## begin Data for this exercise
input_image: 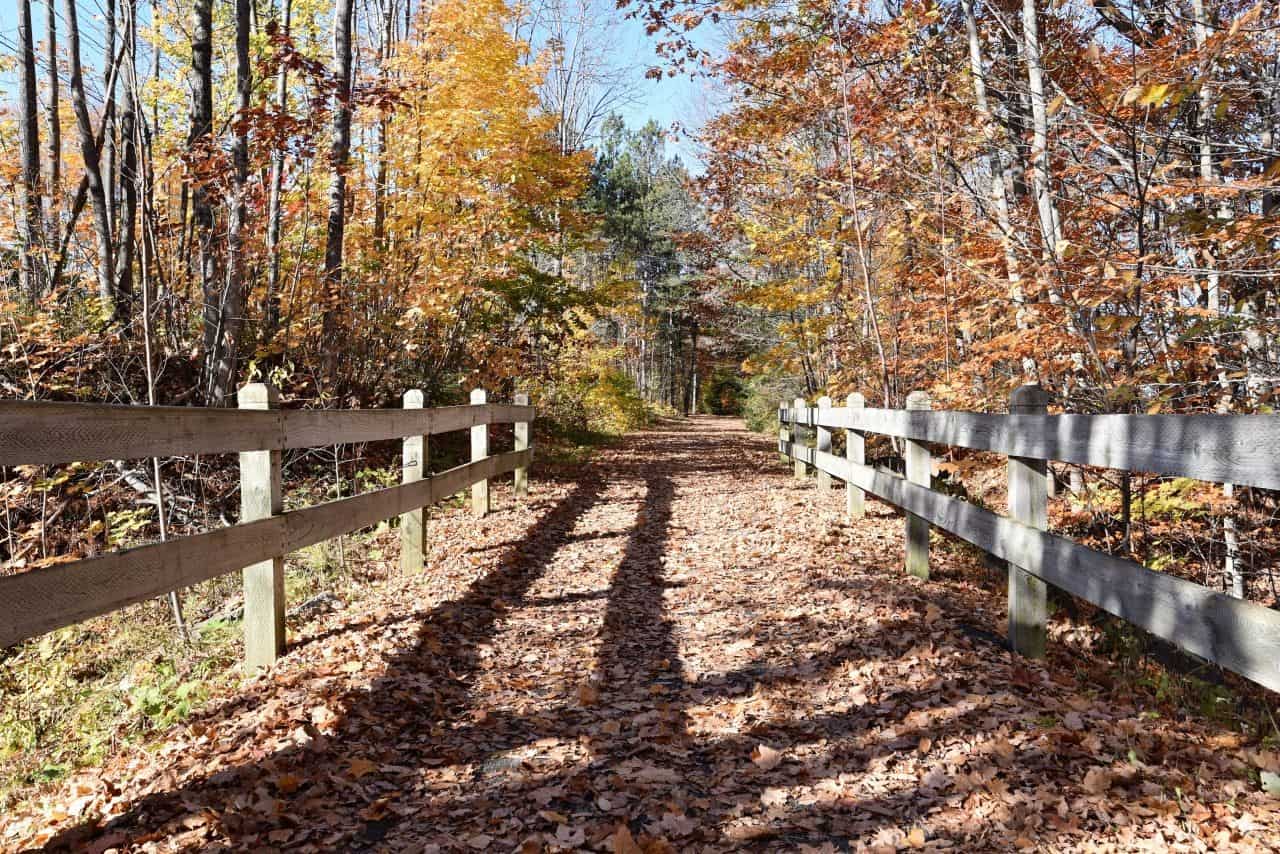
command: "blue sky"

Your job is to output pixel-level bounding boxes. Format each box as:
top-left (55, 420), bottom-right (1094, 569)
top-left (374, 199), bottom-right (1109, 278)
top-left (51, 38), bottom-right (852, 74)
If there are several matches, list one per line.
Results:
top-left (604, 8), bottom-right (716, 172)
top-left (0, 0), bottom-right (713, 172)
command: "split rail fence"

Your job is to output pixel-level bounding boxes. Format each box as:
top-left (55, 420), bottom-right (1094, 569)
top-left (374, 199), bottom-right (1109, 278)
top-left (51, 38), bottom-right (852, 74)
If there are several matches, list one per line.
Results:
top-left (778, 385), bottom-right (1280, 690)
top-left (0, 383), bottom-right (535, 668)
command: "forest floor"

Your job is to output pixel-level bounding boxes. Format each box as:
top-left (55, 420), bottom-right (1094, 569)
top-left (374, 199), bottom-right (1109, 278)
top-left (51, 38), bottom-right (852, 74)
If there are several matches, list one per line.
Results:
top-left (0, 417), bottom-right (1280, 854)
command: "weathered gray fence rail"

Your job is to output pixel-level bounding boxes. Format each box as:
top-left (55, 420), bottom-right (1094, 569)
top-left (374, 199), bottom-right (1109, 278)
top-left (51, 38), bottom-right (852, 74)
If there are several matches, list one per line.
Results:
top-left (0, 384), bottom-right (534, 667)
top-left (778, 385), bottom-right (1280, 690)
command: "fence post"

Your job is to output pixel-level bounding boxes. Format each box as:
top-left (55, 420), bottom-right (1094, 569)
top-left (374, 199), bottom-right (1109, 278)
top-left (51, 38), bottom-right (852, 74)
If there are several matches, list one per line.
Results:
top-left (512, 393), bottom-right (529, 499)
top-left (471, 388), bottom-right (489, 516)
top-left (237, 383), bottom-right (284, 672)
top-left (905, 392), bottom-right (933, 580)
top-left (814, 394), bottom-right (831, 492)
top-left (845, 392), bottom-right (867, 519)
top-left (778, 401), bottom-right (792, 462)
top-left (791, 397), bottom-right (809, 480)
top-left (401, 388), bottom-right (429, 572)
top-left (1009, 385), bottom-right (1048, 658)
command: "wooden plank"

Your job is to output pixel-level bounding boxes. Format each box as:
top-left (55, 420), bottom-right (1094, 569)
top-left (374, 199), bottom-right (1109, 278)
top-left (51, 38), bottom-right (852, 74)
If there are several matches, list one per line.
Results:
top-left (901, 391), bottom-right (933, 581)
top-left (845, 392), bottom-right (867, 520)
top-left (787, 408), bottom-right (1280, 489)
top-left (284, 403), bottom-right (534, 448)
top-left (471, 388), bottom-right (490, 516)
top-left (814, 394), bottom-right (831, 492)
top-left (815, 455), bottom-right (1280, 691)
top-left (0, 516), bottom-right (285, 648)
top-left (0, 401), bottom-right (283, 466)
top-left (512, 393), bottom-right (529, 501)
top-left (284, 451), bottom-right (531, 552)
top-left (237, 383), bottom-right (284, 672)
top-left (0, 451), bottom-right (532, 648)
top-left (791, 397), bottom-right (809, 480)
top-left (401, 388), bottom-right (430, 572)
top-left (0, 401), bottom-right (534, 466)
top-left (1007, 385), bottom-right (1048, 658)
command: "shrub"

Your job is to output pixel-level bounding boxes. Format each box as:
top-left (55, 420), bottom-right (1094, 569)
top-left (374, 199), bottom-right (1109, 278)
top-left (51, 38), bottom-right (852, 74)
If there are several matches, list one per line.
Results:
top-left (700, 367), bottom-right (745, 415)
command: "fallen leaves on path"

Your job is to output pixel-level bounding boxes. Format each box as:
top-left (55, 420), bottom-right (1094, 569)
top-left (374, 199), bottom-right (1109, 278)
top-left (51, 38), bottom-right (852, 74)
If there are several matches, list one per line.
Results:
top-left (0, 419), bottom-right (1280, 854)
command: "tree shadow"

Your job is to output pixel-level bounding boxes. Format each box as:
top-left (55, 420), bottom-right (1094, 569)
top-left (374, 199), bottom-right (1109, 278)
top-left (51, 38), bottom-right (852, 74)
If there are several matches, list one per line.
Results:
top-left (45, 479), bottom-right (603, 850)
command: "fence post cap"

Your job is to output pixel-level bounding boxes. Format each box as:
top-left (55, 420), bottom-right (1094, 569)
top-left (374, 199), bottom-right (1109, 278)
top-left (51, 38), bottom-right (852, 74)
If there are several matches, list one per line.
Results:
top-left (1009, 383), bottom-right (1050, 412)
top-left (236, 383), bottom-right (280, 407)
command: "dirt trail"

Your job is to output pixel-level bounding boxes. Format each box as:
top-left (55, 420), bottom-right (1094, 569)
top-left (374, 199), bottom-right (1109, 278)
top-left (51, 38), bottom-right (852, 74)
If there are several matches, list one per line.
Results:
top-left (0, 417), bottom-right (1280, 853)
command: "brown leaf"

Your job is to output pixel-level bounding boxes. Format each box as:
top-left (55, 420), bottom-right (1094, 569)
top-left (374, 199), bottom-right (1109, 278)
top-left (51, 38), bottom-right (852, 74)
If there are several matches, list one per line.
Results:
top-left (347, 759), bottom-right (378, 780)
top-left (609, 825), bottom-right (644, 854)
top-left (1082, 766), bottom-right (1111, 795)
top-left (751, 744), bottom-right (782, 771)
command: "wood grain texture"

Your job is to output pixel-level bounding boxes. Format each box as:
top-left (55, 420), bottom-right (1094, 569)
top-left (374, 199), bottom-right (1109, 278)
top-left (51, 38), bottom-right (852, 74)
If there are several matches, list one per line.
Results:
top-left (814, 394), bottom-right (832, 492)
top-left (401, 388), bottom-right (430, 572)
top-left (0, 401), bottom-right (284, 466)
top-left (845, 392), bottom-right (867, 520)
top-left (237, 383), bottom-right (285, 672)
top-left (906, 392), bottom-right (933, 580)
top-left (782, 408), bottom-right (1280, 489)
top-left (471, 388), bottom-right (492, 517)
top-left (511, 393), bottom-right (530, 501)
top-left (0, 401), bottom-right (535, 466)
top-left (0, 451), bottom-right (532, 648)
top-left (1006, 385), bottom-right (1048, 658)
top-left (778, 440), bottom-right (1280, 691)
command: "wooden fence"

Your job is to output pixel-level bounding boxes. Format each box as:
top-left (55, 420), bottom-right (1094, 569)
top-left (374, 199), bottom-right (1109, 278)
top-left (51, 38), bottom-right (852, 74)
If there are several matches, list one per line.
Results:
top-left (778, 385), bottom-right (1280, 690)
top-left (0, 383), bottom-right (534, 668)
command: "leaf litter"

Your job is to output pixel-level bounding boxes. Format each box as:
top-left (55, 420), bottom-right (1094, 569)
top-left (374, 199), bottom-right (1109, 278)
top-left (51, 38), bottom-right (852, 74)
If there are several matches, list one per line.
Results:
## end Data for this exercise
Directions for this task: Locate every line in the items above that contains the word "wooden", and copy each of those lines.

Written answer:
command: "wooden plank"
command: "wooden fence"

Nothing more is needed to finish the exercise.